= SUPPLIED RECORDS =
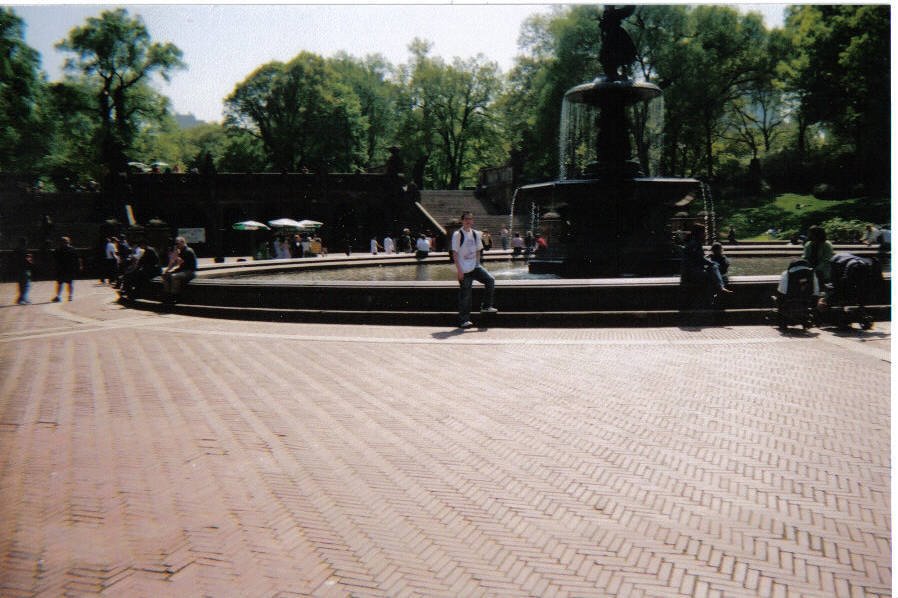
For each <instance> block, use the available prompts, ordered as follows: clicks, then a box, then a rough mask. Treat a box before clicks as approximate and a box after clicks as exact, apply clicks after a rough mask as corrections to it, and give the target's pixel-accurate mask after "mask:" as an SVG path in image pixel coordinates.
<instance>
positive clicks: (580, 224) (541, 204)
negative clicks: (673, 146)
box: [516, 5, 701, 277]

= TASK STATEMENT =
Look above for the line containing "positive clicks: (580, 224) (541, 204)", then please write out that line and each one after it through the end, exactly, with nothing else.

= COMPLETED TASK =
positive clicks: (580, 224) (541, 204)
negative clicks: (673, 146)
box: [516, 5, 701, 277]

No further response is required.